» **GOAL OF THE EXERCISE**
Express the items starting at the line that contains "outline --target=yellow flower" and ending at the line that contains "POLYGON ((0 98, 150 98, 149 0, 0 0, 0 98))" as a two-column CSV with the columns input and output, one row per item. Put each item's text and its answer in a single quoted field apiece, with line breaks turned into spaces.

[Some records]
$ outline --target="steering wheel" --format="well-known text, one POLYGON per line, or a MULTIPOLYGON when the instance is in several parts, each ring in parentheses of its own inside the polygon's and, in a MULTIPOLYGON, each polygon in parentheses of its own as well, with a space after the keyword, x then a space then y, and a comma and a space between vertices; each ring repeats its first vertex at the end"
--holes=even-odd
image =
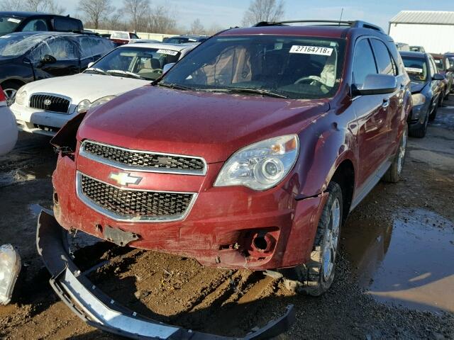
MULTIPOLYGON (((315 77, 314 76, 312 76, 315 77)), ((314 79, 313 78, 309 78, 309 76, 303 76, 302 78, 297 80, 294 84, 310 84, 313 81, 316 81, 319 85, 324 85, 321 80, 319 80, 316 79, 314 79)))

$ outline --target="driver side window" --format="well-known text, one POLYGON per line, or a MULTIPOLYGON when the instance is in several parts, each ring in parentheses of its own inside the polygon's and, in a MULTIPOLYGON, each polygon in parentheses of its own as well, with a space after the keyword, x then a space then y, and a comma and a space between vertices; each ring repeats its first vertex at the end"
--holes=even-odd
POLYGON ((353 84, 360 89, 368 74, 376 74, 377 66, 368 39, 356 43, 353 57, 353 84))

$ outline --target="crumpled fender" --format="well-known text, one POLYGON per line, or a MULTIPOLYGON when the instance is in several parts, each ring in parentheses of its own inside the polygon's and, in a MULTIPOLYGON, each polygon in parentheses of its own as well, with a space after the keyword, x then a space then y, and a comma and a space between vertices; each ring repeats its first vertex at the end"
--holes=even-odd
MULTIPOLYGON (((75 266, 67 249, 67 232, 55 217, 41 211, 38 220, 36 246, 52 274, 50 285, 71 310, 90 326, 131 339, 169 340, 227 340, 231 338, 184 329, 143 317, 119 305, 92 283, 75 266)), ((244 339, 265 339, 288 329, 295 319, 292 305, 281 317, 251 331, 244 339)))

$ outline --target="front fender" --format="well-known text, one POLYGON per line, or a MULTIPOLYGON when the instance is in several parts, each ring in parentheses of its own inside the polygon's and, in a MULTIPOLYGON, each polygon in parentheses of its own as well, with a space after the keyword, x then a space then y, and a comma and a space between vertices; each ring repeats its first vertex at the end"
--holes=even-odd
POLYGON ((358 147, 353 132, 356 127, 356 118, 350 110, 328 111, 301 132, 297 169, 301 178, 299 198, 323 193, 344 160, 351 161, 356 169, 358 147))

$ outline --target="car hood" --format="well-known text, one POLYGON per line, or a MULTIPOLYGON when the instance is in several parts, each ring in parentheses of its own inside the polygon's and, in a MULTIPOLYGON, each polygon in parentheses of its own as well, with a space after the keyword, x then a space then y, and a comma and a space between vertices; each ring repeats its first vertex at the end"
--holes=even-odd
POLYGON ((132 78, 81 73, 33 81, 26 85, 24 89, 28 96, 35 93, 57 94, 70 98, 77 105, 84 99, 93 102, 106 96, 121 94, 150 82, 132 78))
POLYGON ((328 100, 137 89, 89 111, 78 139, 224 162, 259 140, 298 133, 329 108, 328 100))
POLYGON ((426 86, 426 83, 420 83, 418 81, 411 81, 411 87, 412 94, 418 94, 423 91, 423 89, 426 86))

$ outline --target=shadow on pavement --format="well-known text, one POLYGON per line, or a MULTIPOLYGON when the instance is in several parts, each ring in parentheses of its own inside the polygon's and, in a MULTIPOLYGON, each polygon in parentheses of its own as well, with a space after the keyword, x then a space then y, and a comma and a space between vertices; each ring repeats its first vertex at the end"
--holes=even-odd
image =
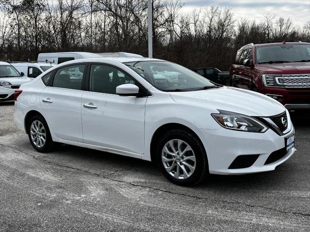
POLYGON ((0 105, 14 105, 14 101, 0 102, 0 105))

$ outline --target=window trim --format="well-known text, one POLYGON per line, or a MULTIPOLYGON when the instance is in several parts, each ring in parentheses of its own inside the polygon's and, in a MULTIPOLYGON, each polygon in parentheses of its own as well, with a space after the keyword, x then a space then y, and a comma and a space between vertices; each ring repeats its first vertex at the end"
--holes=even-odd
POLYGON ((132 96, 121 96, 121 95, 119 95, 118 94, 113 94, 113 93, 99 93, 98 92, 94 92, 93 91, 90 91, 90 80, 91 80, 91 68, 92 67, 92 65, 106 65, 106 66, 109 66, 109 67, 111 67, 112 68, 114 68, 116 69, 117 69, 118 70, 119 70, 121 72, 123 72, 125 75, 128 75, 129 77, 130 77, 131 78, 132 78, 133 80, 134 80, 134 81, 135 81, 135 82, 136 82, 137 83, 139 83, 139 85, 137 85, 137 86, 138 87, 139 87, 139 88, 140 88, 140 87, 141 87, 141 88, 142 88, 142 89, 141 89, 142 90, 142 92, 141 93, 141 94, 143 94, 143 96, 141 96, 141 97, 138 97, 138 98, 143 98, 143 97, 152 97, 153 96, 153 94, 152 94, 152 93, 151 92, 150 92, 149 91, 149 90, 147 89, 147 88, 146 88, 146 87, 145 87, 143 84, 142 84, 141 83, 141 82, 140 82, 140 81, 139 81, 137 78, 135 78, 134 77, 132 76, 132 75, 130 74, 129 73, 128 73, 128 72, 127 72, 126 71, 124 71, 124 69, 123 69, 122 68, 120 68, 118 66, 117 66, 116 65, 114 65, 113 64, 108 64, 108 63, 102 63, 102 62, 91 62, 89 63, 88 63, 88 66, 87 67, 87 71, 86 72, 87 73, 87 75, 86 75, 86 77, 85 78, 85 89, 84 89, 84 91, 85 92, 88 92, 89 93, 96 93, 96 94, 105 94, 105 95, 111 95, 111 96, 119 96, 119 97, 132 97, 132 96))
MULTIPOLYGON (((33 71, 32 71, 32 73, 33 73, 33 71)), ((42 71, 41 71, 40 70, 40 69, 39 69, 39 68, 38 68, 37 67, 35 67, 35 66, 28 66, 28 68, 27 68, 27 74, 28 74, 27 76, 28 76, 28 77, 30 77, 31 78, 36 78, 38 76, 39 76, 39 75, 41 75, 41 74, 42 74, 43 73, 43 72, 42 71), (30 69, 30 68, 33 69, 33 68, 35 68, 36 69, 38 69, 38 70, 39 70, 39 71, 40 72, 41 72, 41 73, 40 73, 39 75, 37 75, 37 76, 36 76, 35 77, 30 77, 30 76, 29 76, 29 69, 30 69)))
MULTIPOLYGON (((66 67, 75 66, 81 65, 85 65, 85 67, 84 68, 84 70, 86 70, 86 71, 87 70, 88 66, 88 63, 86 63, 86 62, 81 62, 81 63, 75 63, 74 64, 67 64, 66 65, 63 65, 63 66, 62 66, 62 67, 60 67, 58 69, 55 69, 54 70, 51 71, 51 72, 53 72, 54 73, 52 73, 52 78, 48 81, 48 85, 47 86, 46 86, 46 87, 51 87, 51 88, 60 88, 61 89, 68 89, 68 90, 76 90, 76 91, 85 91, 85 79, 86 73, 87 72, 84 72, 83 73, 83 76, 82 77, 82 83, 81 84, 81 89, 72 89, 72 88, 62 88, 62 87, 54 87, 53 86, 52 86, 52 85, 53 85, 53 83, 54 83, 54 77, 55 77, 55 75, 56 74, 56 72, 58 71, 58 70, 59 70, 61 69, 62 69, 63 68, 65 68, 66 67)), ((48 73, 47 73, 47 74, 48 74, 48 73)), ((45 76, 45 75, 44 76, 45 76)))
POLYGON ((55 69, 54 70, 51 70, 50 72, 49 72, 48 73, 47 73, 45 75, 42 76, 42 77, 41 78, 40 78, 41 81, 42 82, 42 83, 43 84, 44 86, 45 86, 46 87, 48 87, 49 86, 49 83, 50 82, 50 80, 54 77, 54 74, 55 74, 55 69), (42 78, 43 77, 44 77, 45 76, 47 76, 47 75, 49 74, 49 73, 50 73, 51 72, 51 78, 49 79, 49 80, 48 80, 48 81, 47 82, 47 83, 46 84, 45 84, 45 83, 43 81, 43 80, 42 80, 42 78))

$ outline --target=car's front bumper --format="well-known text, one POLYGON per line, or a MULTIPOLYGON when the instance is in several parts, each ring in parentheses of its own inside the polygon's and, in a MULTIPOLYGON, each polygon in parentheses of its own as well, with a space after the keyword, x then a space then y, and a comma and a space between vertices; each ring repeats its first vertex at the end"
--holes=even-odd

--

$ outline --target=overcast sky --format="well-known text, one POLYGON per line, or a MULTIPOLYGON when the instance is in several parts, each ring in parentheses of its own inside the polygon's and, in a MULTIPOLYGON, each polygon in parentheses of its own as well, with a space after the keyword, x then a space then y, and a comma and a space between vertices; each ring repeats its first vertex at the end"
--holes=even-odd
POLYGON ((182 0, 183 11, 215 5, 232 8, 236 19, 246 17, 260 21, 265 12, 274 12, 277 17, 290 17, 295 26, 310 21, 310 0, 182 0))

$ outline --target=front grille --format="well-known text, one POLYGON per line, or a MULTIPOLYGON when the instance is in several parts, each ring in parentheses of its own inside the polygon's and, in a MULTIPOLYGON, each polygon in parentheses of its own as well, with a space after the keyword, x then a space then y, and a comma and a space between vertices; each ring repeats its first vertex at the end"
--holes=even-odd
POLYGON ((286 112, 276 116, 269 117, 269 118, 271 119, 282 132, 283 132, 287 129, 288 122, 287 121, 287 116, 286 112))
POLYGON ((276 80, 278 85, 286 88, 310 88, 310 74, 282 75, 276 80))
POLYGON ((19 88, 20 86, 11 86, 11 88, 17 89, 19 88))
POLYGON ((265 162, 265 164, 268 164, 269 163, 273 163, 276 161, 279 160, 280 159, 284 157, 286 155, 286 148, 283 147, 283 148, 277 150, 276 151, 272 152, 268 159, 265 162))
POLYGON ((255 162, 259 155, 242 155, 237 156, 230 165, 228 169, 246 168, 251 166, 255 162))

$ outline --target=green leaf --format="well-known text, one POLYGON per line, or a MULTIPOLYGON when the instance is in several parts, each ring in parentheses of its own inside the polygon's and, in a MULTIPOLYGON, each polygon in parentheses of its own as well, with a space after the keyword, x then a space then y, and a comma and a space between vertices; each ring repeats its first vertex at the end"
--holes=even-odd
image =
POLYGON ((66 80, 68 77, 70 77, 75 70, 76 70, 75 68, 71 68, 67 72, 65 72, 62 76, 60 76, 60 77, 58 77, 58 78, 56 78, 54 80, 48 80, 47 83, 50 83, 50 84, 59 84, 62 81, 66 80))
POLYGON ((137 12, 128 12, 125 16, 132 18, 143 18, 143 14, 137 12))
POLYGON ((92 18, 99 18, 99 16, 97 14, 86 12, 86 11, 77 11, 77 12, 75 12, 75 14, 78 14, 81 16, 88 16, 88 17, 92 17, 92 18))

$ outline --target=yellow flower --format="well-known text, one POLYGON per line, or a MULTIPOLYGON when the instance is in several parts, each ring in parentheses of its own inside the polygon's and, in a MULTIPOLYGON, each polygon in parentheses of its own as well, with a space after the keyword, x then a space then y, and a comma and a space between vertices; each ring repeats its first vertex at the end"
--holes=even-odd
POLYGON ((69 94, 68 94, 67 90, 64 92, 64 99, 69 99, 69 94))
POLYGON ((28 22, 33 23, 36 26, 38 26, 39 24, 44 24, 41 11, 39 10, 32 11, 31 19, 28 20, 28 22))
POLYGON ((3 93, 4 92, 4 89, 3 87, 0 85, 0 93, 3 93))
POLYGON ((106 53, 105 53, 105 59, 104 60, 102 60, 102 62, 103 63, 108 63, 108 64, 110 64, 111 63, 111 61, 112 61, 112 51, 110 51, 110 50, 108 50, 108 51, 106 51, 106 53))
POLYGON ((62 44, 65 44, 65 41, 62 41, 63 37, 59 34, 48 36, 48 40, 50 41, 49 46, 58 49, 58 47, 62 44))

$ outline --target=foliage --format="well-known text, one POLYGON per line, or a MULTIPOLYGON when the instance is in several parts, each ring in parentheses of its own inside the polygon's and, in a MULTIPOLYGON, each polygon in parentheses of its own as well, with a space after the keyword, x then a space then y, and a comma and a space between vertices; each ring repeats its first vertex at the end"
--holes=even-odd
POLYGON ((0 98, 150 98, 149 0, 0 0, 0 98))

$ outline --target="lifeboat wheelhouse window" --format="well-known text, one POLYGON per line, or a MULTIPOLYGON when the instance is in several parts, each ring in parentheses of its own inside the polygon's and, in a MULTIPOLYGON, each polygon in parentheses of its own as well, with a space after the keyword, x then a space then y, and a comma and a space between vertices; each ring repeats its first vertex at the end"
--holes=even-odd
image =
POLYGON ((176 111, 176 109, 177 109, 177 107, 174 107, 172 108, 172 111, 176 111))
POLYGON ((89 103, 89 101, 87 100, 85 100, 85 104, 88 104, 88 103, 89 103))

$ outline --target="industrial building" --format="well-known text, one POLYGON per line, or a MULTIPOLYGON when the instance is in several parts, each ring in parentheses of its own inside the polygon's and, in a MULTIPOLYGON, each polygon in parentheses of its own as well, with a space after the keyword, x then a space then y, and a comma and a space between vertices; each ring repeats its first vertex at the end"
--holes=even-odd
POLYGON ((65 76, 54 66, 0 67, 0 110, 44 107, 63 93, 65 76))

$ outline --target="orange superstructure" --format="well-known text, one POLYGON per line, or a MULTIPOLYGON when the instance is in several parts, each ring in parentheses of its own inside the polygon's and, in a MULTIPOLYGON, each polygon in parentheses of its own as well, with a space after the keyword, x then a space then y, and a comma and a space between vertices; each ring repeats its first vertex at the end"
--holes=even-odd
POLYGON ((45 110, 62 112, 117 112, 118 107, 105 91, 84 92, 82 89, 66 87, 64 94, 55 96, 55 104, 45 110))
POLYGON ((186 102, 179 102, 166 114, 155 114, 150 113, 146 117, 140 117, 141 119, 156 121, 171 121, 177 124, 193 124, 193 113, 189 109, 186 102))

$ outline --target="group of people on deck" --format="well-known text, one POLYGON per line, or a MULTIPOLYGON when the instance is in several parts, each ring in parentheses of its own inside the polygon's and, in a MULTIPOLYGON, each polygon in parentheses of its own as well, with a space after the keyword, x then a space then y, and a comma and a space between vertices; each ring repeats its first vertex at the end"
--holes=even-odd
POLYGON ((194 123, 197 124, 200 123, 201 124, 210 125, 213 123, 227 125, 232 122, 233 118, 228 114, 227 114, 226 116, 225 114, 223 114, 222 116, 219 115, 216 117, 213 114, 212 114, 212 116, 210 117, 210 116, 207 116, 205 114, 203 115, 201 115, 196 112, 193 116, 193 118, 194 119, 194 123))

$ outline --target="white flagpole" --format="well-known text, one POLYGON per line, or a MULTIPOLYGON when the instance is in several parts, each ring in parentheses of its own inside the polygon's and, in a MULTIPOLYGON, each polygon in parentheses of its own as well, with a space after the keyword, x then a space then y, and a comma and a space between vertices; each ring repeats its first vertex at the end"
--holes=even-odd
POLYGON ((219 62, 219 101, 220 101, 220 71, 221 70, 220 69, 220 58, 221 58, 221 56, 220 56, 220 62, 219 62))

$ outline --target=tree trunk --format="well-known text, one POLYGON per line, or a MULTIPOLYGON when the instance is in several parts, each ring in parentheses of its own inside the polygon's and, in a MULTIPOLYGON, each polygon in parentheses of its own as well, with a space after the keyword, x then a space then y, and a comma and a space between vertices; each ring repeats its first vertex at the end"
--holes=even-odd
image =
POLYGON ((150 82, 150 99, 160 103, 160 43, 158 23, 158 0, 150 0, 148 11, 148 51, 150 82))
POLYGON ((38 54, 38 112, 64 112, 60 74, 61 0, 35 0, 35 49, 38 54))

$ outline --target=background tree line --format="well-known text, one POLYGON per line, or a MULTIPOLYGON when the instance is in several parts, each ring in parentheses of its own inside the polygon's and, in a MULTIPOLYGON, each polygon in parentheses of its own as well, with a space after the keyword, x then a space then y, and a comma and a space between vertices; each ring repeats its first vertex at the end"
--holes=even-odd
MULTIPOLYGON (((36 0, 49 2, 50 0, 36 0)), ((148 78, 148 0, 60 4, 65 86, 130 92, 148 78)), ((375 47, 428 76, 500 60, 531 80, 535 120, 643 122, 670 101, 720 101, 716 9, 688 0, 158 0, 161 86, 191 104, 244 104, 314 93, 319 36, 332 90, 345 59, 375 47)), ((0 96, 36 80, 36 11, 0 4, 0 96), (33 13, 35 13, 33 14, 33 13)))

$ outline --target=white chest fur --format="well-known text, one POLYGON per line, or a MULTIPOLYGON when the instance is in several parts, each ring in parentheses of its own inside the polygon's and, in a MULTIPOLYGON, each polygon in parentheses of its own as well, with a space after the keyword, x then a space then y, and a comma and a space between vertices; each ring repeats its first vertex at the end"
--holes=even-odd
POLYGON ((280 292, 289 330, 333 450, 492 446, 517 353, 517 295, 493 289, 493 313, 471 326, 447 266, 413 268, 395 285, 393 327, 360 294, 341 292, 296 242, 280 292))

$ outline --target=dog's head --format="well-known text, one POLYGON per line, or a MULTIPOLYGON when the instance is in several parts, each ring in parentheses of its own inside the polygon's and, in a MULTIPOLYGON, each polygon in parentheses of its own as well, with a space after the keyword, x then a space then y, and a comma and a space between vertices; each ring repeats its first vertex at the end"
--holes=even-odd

» **EXERCISE ANSWER**
input,output
"$ outline --target=yellow flower --format=""well-known text, one POLYGON per line, or a MULTIPOLYGON when the instance is in several parts, each ring in parentheses of its own inside the polygon's and, in a MULTIPOLYGON, each polygon in parentheses of its own as well, with a space after the keyword, x then a space then y, and a comma and a space between vertices; each ring repeats its first vertex at the end"" --holes=even-odd","POLYGON ((69 94, 68 94, 67 90, 64 92, 64 99, 69 99, 69 94)) POLYGON ((28 22, 33 23, 36 26, 38 26, 39 24, 44 24, 41 11, 39 10, 32 11, 31 19, 28 20, 28 22)) POLYGON ((3 93, 4 92, 4 89, 3 87, 0 85, 0 93, 3 93)) POLYGON ((106 53, 105 53, 105 59, 104 60, 102 60, 102 62, 103 63, 108 63, 108 64, 110 64, 111 63, 111 61, 112 61, 112 51, 110 51, 110 50, 108 50, 108 51, 106 51, 106 53)) POLYGON ((62 44, 65 44, 65 41, 62 41, 63 37, 59 34, 48 36, 48 40, 50 41, 49 46, 58 49, 58 47, 62 44))"
"$ outline --target=foliage --format=""well-known text, one POLYGON per line, or a MULTIPOLYGON when the instance is in several parts, each ring in parentheses of its own inside the polygon's and, in a MULTIPOLYGON, each polygon in parentheses of its own as well, with a space after the keyword, x then a space then y, and a comma and a space between vertices; each ring repeats its first vertex at the end"" --holes=even-odd","POLYGON ((0 98, 150 98, 149 0, 0 0, 0 98))"